Supreme Court Overturns Lower Courts’ Rulings on South Carolina’s Absentee Ballot Witness Requirement
November 25, 2020
On October 5, 2020, the Supreme Court stayed the South Carolina Federal District Court’s September 18, 2020 order enjoining the South Carolina State Election Commission (“SCEC”) from enforcing the state’s witness requirement for absentee ballots. The witness requirement refers to South Carolina law that requires another person to witness an absentee voter’s signature on the absentee ballot envelope for the November 2020 general election. The law requires the witness to sign the absentee ballot envelop and provides that noncompliant absentee ballots “may not be counted.” However, the Supreme Court’s order granted a narrow exception for ballots if they were cast before the Court issued this stay and were “received within two days” of the order.
It would have been helpful if the Court’s majority had explained the rationale behind its order, given that it overturned both the district court and the Fourth Circuit, which had refused to stay the district court’s preliminary injunction when it considered the matter en banc. The only rationale in the Court’s opinion was provided by Justice Kavanaugh, who concurred with the majority based on “two alternative and independent reasons.” However, as shown below, Kavanaugh’s reasons alone do not seem to provide adequate justification for issuing the stay.

AVAILABLE DATA ::
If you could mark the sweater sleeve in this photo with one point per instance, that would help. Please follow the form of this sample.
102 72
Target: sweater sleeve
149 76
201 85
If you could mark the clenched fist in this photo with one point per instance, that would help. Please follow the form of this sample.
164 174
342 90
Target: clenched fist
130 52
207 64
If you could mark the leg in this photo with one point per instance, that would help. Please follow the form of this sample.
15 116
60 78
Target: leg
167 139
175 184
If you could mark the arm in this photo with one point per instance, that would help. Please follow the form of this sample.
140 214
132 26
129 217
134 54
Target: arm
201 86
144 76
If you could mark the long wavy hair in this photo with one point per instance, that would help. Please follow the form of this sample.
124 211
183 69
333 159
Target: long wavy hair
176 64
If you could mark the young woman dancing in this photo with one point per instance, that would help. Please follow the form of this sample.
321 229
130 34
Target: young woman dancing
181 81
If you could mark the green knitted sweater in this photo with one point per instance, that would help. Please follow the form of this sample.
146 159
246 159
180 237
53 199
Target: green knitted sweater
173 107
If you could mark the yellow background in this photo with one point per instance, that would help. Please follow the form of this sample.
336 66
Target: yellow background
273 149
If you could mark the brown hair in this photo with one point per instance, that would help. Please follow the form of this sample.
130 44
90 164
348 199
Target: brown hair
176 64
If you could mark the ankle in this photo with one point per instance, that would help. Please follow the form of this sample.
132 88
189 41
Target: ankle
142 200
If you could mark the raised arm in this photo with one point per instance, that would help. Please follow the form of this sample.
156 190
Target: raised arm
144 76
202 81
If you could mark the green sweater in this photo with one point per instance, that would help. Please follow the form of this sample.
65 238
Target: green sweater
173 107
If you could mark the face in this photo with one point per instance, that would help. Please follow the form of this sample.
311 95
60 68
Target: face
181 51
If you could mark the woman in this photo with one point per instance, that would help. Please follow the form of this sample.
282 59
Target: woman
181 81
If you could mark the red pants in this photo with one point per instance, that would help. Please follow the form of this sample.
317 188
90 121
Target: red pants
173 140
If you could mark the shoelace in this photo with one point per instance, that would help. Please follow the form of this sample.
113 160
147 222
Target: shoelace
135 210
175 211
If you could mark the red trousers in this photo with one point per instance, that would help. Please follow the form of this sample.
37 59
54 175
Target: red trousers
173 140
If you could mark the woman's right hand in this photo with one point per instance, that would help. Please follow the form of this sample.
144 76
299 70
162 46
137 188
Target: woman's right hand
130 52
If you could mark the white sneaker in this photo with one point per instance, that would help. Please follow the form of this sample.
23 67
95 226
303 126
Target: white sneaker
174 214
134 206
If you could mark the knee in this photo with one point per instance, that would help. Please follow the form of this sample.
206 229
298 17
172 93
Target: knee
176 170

EXERCISES ::
1/ According to the article on South Carolina's absentee ballot witness requirement, on what date did the Supreme Court stay the district court's order?
2/ Which courts are named in the article on South Carolina's absentee ballot witness requirement?

YOUR RESPONSES ::
1/ October 5, 2020

2/
- The Supreme Court
- The South Carolina Federal District Court
- The Fourth Circuit